→ Task requirements
Rewrite each entry below, swapping every "instance" for "occurrence" and leaving everything else untouched.

====

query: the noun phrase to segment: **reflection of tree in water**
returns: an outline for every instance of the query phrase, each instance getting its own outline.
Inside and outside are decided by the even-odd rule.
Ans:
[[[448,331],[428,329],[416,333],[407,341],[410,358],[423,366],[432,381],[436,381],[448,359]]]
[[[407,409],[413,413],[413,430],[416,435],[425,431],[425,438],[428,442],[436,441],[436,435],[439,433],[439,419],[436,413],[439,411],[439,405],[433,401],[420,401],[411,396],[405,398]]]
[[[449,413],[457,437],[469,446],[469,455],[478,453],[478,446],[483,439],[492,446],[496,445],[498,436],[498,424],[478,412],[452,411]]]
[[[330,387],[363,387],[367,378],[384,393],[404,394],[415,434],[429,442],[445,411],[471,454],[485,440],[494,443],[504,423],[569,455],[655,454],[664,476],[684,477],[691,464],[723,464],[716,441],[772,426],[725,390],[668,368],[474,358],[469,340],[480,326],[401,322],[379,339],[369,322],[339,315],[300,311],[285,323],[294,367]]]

====

→ Result of this exercise
query: the noun phrase to segment: **reflection of tree in water**
returns: an outline for every occurrence of the query phrase, each occurrence getting its own outline.
Inside and outside are decided by the even-odd rule.
Ans:
[[[448,331],[428,329],[416,333],[407,341],[410,358],[423,366],[432,381],[436,381],[448,359]]]
[[[407,409],[413,413],[413,430],[416,435],[425,431],[425,438],[428,442],[436,441],[436,435],[439,433],[439,419],[436,413],[439,411],[439,405],[433,401],[420,401],[411,396],[405,398]]]
[[[449,413],[457,437],[469,446],[469,455],[478,453],[478,446],[483,439],[492,446],[496,445],[498,436],[498,424],[478,412],[452,411]]]
[[[330,387],[363,387],[367,378],[384,393],[404,394],[415,434],[429,442],[445,411],[471,454],[485,440],[494,443],[504,423],[569,455],[655,454],[664,476],[684,477],[691,464],[723,464],[716,441],[772,426],[725,390],[668,368],[474,358],[469,340],[480,326],[401,322],[379,339],[369,322],[339,315],[300,311],[285,323],[294,367]]]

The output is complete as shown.